### Instructions for the task:
Look through the records that follow. Copy every line containing the word "shirt".

Exercise input below:

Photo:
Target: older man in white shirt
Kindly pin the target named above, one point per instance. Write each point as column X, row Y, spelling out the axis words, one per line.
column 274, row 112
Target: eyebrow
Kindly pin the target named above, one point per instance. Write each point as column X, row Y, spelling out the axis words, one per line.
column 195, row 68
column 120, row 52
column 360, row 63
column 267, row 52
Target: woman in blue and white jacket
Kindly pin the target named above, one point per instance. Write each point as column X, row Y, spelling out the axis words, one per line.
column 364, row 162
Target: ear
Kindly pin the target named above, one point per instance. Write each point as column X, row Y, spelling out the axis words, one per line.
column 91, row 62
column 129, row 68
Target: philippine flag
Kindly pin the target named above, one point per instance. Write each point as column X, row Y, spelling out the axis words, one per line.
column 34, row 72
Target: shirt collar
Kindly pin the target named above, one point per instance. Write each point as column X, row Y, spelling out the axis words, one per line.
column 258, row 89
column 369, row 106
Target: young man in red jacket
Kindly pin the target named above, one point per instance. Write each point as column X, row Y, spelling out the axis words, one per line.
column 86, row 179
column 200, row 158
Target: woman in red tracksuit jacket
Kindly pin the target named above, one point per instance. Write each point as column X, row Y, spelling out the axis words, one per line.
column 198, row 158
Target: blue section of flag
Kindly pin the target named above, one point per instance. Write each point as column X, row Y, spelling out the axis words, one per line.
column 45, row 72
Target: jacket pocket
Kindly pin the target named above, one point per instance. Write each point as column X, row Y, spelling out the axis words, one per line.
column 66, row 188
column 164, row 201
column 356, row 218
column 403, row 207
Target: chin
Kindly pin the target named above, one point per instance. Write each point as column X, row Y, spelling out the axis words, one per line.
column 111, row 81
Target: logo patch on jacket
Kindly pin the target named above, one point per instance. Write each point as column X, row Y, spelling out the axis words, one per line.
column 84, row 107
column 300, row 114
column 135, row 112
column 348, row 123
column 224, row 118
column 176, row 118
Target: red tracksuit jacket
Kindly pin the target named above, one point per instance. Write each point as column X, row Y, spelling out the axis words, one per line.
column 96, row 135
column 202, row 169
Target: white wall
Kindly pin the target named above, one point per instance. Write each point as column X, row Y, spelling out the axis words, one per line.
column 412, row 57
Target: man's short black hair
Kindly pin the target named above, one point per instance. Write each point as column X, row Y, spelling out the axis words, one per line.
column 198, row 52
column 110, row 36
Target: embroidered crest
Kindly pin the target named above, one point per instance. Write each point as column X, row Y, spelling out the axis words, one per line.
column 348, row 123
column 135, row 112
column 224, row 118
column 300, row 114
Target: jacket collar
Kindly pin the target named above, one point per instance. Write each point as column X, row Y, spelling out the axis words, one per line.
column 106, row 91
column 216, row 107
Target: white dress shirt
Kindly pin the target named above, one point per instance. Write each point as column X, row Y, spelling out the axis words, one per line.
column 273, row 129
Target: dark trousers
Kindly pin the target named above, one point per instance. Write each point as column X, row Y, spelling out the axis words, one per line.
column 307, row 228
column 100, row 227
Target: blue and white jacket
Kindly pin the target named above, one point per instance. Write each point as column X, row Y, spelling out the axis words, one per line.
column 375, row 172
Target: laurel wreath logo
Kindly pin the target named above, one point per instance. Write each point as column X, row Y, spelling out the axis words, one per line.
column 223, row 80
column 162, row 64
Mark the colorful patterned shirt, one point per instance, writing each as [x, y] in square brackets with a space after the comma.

End of Exercise input.

### Solution to the exercise:
Target: older man in white shirt
Target: shirt collar
Target: white dress shirt
Mark the colorful patterned shirt, one point per instance, writing each as [x, y] in square brackets with a space after the comma.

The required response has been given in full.